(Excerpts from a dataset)
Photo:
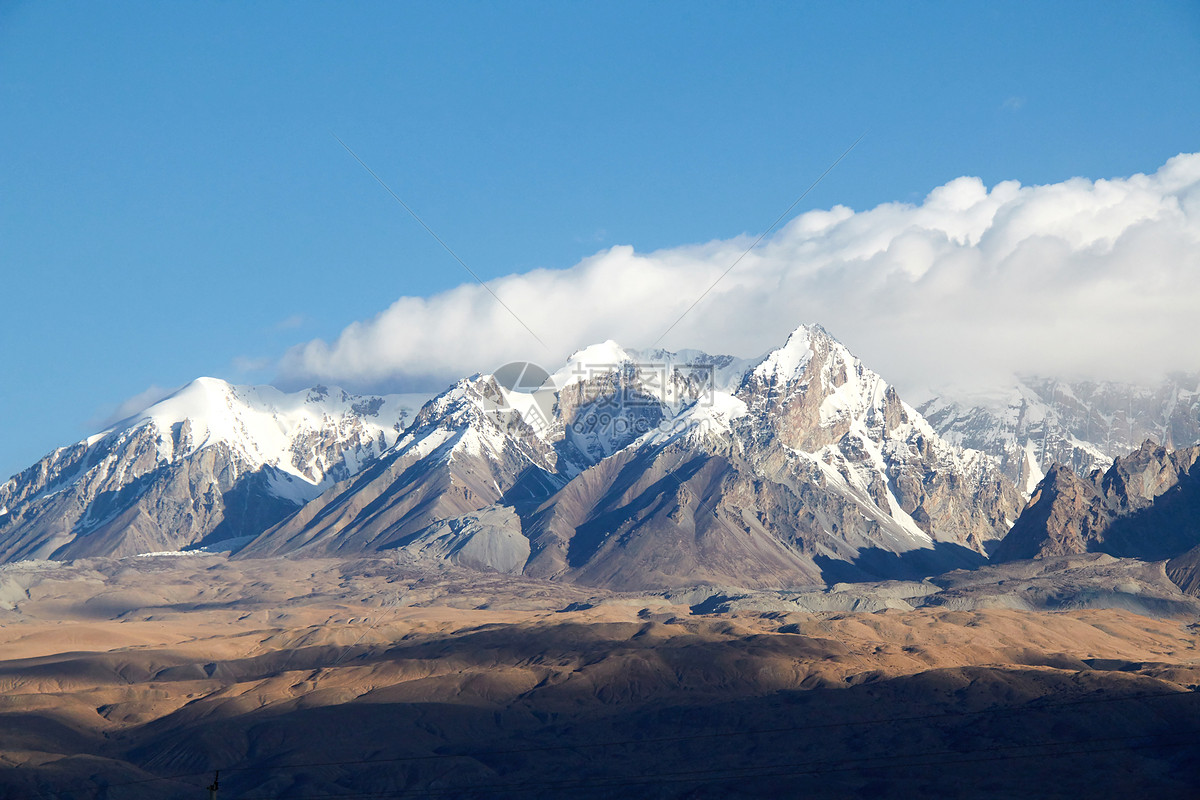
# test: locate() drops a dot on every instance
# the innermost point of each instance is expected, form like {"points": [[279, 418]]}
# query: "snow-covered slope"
{"points": [[210, 462], [1084, 425]]}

» EXERCISE INSTRUCTIONS: Please restate each entry exactly, but drop any picture it holds.

» RESPONSE BOX:
Photo:
# test: locate() drops a dot on every instance
# the innermost point of each instance is expected, form like {"points": [[279, 418]]}
# query: "snow-covered slope"
{"points": [[210, 462], [1084, 425]]}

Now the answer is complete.